*** Opening DATASET ***

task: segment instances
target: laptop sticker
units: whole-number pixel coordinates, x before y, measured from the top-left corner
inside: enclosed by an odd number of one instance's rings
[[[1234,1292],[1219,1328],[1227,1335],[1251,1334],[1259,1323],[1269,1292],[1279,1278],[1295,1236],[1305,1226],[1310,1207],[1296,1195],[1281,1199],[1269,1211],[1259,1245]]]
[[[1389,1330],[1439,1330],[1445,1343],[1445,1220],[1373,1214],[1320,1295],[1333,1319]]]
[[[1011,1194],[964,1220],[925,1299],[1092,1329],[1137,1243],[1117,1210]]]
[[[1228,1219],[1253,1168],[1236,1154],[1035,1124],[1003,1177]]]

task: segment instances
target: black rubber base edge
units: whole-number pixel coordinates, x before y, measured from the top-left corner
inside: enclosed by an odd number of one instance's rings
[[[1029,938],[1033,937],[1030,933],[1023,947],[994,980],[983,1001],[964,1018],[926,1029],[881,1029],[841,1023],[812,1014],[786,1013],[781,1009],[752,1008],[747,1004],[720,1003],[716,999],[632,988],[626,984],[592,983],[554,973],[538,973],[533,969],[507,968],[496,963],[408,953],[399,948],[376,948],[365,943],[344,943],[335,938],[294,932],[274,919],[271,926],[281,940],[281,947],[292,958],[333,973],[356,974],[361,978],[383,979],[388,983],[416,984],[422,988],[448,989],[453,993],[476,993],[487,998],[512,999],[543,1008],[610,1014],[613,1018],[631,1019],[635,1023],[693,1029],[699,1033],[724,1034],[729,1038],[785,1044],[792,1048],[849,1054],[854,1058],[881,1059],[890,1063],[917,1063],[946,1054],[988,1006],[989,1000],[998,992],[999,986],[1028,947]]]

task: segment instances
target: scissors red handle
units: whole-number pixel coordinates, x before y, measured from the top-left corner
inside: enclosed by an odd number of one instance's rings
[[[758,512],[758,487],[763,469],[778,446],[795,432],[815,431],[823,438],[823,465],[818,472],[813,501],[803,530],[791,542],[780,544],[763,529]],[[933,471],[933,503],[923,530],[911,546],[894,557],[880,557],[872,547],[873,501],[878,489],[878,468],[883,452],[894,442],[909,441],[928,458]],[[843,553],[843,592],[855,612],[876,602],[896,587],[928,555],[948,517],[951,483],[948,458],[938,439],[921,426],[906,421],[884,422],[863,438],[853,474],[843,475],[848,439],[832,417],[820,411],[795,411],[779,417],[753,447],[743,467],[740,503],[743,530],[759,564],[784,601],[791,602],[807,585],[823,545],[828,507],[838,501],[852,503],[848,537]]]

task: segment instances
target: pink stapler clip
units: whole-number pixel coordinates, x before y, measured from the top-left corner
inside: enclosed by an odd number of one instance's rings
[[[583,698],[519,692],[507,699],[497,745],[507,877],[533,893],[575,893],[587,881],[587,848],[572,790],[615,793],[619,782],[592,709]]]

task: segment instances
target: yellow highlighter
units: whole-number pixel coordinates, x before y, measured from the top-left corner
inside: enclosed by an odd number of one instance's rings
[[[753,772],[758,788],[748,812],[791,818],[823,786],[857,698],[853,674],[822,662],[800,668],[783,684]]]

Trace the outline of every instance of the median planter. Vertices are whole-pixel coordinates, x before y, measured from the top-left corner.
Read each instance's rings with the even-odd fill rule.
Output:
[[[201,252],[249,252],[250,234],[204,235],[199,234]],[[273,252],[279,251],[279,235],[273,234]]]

*** Closing DATASET ***
*** Opening DATASET ***

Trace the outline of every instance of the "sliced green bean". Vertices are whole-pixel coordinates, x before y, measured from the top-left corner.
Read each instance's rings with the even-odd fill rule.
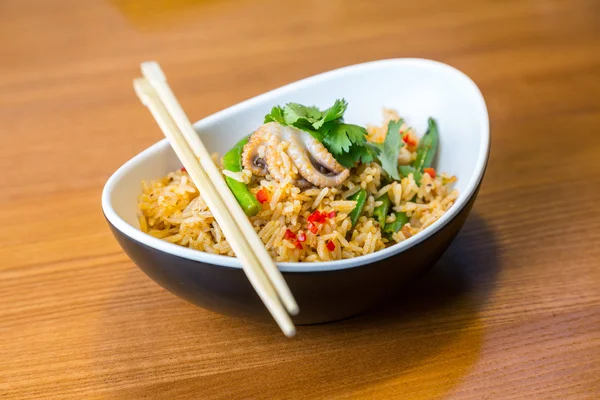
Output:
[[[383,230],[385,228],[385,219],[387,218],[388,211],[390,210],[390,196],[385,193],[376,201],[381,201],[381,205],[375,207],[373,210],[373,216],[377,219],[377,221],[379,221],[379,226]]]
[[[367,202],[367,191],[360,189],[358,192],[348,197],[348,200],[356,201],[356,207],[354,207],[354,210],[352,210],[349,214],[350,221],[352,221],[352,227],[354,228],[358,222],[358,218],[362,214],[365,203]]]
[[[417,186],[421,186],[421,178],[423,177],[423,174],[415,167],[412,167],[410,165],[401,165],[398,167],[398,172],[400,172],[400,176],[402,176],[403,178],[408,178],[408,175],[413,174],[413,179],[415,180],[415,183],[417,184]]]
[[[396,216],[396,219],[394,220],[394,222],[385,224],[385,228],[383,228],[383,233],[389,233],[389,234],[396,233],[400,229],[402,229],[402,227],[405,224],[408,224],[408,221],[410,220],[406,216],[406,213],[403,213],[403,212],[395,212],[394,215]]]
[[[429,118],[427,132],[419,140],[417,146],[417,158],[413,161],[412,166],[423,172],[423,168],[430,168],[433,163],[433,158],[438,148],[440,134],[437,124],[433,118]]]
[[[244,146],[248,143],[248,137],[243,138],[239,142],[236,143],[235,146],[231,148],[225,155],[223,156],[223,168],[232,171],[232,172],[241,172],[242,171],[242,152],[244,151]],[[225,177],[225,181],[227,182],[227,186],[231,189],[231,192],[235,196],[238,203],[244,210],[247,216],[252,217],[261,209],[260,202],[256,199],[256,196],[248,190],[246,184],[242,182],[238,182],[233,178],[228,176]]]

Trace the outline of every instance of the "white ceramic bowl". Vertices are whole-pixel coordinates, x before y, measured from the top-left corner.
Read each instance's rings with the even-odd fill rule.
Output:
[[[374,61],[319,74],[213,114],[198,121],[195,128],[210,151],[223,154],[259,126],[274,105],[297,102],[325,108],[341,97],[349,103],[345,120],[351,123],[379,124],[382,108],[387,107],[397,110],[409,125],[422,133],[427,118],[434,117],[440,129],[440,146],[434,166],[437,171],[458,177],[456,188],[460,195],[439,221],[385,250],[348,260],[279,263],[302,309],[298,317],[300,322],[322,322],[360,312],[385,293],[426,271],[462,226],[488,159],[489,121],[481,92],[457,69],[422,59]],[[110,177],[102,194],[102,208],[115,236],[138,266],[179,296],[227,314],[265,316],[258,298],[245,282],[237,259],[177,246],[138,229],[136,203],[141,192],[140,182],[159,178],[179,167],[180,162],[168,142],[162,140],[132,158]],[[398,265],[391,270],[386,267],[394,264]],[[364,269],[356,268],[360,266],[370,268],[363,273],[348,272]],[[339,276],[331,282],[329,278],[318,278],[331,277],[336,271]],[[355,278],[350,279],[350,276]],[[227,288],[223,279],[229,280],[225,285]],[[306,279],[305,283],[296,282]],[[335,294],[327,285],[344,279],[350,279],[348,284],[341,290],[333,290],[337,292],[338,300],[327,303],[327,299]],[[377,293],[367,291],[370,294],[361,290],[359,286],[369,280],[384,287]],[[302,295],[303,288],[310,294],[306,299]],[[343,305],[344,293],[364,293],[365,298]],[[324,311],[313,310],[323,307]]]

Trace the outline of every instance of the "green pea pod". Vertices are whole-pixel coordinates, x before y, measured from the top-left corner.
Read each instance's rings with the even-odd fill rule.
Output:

*** Closing DATASET ***

_PROBLEM_:
Give the number of lines in the entries that hold the string "Trace", and add nothing else.

_EXERCISE RESPONSE_:
4